Directions for this task
Edit the lines beginning at the one that has "In this exercise you will indicate the white" and stopping after the one that has "point(155, 88)": write them out again with "indicate" replaced by "mark" and nothing else changed.

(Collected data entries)
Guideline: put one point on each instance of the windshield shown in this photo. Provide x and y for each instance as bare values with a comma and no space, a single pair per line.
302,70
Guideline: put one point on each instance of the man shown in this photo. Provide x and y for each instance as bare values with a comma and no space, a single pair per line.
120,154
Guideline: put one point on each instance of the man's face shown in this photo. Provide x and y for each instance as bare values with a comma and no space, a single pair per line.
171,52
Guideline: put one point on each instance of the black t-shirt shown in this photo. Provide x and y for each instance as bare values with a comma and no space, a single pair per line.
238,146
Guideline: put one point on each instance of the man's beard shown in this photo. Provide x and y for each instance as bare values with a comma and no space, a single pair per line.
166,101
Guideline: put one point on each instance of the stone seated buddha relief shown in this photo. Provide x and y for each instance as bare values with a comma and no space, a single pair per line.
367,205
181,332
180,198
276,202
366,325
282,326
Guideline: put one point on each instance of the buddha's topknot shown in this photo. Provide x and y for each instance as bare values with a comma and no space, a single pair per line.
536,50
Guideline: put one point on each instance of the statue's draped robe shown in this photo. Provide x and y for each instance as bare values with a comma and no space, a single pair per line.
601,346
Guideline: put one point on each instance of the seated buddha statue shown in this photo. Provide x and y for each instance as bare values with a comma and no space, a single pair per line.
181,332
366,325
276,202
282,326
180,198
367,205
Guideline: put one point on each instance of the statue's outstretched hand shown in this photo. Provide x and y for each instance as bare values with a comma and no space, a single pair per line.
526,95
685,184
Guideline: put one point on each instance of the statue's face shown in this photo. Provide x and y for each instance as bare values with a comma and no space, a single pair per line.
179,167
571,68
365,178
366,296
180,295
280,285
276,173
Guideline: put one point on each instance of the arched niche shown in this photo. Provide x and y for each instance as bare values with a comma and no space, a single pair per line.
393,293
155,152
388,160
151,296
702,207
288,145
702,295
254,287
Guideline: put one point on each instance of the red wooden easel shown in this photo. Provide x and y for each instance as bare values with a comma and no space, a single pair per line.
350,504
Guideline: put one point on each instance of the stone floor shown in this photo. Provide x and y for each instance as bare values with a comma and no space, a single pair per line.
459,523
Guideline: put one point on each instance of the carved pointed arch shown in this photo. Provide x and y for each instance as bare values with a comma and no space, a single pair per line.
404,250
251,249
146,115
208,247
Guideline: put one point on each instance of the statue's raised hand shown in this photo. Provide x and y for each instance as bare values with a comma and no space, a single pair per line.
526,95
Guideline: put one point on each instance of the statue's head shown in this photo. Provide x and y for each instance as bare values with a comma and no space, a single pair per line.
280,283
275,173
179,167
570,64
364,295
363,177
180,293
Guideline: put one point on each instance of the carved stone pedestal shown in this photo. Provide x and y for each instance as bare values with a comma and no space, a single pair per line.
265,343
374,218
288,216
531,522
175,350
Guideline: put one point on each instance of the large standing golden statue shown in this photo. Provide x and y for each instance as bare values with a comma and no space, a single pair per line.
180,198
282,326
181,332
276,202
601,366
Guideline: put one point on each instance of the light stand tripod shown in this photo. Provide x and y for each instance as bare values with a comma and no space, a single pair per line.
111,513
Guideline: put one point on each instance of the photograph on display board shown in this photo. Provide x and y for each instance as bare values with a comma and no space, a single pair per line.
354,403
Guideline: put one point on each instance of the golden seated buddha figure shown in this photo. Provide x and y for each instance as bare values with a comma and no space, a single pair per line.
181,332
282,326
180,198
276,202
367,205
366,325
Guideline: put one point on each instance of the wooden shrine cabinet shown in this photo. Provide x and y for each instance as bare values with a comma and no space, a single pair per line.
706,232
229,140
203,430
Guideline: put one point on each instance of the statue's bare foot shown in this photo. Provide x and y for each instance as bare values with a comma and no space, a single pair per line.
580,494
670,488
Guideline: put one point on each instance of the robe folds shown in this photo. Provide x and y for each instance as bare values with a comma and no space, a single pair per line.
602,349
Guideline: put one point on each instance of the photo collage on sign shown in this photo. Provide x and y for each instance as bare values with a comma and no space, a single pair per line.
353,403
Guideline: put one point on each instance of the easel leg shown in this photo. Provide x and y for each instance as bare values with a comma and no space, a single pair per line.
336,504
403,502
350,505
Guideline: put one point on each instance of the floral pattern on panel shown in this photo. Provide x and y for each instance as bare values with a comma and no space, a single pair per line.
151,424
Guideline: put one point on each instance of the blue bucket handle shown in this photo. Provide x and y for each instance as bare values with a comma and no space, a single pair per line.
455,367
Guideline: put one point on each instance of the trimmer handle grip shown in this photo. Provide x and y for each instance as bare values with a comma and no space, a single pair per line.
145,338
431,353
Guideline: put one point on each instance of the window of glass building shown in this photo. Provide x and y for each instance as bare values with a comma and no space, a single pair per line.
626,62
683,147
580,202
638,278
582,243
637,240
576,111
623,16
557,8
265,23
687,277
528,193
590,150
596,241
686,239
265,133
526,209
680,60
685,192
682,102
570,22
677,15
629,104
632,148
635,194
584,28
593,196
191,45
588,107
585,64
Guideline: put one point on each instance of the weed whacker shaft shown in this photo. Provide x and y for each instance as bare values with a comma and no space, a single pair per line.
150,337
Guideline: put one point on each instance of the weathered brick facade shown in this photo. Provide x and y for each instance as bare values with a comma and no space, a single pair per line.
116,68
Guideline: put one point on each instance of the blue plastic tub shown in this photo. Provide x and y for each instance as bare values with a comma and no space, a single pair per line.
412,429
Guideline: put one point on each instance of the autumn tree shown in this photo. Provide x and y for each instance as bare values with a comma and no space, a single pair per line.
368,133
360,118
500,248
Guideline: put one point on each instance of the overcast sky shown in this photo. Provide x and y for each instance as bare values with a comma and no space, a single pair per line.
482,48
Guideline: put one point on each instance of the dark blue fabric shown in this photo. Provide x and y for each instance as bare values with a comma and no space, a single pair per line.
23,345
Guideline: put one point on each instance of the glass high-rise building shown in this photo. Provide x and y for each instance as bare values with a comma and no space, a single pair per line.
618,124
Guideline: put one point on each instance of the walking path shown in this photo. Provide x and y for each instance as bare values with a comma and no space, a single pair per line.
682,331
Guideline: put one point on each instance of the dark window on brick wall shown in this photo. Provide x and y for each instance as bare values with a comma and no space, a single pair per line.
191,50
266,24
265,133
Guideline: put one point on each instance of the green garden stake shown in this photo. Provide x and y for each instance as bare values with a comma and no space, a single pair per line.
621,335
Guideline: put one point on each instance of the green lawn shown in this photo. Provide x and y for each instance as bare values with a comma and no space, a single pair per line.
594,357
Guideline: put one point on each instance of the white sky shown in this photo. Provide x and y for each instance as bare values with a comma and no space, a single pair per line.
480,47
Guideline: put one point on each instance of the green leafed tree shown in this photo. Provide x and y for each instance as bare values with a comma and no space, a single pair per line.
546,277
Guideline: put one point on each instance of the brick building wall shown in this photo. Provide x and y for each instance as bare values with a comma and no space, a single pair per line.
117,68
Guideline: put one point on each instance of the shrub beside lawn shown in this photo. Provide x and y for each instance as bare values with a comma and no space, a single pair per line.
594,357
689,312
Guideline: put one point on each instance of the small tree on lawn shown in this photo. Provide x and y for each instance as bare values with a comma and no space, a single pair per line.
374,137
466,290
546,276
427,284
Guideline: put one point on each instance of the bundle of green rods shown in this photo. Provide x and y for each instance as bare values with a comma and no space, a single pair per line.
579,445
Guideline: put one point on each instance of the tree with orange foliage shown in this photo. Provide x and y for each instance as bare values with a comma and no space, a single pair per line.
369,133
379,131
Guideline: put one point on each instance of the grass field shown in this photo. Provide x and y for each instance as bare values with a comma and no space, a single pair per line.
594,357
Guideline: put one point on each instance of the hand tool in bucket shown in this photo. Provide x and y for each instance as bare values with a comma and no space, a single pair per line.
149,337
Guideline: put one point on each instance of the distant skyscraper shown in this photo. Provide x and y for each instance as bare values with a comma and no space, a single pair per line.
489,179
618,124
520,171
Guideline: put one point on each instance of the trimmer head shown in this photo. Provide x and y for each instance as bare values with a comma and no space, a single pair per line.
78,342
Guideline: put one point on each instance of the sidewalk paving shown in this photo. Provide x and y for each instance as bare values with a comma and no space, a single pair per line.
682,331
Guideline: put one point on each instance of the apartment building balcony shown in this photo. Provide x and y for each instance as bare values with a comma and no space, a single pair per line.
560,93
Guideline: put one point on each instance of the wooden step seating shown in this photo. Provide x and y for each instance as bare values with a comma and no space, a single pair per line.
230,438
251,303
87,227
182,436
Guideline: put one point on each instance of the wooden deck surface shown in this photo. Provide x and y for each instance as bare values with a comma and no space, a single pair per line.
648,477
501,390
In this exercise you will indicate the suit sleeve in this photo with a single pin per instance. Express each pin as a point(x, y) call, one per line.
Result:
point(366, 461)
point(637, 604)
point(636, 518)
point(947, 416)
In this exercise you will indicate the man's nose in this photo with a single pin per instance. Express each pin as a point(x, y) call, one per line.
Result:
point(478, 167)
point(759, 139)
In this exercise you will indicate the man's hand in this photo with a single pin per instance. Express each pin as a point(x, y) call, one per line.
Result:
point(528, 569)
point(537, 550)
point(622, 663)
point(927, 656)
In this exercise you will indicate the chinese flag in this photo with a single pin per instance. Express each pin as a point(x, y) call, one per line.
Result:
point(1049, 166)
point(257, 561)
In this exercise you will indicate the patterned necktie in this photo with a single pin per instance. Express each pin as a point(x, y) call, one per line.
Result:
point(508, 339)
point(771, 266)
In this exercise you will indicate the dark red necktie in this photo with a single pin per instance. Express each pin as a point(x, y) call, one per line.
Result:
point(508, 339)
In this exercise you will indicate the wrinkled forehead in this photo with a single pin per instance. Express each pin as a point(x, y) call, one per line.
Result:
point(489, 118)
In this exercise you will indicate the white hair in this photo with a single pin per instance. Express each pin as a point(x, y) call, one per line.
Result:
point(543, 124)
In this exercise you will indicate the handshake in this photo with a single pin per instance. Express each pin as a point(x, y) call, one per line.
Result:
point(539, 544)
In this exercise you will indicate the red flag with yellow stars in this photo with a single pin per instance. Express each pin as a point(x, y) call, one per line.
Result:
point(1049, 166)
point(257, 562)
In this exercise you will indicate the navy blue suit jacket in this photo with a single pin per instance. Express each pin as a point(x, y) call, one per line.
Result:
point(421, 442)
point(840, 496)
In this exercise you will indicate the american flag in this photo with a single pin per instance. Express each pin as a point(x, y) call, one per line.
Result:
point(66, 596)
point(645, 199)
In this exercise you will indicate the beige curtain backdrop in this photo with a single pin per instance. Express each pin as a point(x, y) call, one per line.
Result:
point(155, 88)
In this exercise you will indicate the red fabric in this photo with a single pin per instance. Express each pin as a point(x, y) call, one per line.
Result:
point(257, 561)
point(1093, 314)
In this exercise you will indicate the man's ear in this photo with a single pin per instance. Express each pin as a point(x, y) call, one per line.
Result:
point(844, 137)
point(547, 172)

Answer to the problem
In this exercise you will mark the white hair in this photo with a single pin per instance. Express each pin as a point(x, y) call, one per line.
Result:
point(543, 124)
In this exercise you will mark the handshake in this photo with a single pin per instance. Express each pin as a point(x, y) call, one per line.
Result:
point(539, 544)
In this exercise you will mark the red flag with yellow stars in this photo with a single pin per instance. Express each pin as a point(x, y) call, one per line.
Result:
point(1049, 166)
point(257, 562)
In this exercise you will mark the navy blue suit jacket in this photo with a single pin per instance. Express each pin as a point(x, y) call, one per line.
Result:
point(421, 442)
point(840, 496)
In this exercise you will mark the american flag in this photo with a single pin per instance. Express each pin as a point(x, y) call, one per line.
Result:
point(66, 596)
point(645, 199)
In this exercise you will mark the beige curtain backdrop in this photo with a single pin per instance. Express each pin as a point(x, y) call, one per line.
Result:
point(155, 88)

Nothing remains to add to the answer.